Instructions for the task
The stretch wanted below opens at the line containing "Target: rock" and closes at the line containing "Pixel coordinates per instance, written like (228,47).". Please return it exactly, with no other lines.

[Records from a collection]
*** Block opens ***

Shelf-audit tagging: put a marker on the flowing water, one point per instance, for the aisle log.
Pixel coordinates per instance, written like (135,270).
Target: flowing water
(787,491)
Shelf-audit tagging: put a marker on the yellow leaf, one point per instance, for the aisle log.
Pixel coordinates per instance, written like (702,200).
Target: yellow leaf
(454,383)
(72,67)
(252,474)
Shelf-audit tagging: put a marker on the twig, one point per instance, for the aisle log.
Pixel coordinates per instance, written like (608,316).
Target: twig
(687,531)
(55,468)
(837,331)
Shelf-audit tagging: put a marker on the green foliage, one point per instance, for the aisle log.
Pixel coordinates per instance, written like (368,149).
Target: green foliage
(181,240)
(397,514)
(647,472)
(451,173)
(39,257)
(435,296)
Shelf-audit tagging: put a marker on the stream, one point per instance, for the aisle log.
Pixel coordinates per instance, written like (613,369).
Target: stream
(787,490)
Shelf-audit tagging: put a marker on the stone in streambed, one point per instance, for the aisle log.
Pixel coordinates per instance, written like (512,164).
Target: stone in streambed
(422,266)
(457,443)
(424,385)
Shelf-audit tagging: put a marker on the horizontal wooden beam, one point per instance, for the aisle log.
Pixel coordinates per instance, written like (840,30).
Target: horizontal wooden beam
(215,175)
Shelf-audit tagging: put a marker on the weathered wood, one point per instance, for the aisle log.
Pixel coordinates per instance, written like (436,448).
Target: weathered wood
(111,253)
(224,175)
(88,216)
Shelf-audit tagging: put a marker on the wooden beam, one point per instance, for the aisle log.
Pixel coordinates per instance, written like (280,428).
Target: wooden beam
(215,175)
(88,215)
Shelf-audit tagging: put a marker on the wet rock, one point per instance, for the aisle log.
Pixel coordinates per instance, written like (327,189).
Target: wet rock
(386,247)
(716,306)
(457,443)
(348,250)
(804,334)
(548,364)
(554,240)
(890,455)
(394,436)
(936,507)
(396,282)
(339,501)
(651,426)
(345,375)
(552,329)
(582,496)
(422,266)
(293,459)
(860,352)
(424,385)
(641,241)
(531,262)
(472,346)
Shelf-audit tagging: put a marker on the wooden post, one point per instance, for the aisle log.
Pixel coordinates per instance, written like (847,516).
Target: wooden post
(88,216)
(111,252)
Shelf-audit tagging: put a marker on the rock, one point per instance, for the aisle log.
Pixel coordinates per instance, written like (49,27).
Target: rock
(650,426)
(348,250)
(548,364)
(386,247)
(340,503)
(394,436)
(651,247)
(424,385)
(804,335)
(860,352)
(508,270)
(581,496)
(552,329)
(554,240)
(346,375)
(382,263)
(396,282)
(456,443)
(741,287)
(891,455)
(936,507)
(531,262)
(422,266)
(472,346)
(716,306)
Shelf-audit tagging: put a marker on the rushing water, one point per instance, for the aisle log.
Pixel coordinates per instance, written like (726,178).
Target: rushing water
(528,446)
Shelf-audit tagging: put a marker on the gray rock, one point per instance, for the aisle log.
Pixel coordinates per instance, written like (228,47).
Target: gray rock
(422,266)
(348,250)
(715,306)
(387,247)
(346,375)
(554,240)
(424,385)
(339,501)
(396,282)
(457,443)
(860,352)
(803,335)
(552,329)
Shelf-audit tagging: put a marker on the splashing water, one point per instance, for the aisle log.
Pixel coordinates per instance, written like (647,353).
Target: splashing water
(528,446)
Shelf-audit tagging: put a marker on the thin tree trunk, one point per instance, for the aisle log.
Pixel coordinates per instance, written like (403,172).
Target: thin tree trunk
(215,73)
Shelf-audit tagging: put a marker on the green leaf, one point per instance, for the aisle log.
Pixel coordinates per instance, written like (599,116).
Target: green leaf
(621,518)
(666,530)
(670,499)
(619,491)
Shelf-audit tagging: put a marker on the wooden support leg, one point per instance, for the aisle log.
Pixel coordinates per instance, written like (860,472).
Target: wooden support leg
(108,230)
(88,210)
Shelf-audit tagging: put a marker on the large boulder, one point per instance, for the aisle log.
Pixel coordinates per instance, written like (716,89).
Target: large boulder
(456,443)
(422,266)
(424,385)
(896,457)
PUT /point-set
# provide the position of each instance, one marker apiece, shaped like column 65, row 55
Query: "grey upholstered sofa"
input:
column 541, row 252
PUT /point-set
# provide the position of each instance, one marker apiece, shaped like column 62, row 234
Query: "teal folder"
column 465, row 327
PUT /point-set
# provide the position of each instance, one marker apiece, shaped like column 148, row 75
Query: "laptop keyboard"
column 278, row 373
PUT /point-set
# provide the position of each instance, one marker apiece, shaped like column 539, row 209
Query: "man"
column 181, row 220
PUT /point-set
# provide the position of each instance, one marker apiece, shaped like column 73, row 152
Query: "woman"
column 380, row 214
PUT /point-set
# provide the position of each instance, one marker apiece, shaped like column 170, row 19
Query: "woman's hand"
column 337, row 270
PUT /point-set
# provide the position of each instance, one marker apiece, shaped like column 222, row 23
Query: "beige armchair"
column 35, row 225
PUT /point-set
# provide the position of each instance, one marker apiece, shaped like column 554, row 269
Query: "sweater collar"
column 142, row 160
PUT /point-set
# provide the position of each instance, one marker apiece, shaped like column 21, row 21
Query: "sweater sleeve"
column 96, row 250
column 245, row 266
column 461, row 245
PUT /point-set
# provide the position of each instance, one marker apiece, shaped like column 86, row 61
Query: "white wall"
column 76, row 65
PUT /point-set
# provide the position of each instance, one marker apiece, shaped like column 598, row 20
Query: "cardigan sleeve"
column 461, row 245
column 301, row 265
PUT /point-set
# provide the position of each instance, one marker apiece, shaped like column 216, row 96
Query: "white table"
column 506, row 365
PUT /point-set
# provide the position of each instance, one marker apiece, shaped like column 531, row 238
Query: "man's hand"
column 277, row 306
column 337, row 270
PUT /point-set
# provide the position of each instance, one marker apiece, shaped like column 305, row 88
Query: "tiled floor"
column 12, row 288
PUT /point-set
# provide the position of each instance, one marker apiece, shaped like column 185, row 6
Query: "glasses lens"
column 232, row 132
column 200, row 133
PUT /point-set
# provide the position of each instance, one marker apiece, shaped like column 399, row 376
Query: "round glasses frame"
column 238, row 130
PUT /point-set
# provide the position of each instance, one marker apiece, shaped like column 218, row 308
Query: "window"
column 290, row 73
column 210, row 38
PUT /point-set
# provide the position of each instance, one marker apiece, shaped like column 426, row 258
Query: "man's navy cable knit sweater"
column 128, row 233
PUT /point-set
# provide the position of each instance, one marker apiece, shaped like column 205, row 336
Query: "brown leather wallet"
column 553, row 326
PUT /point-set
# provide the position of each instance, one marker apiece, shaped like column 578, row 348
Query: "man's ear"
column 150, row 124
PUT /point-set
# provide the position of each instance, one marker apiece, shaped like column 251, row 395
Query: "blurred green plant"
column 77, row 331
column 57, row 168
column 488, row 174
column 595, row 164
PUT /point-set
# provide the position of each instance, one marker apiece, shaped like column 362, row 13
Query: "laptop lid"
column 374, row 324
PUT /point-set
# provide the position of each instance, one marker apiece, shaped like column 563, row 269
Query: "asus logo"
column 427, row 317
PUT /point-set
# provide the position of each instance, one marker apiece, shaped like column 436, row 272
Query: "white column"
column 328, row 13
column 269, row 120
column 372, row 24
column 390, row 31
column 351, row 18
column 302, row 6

*** Block closes ***

Reply to the task
Target: rock
(650,426)
(348,250)
(548,364)
(386,247)
(340,503)
(394,436)
(651,247)
(424,385)
(804,335)
(860,352)
(508,270)
(581,496)
(552,329)
(554,240)
(346,375)
(382,263)
(396,282)
(456,443)
(741,287)
(891,455)
(936,507)
(531,262)
(422,266)
(472,346)
(716,306)
Shelf-audit tagging: put a marker on the rushing water, one point per instance, for the aisle log.
Pixel coordinates per instance, written like (726,178).
Target: rushing water
(528,446)
Shelf-audit tagging: put a marker on the gray rock, one point per instance, for the aisle log.
Pixel coordinates per instance, written like (228,47).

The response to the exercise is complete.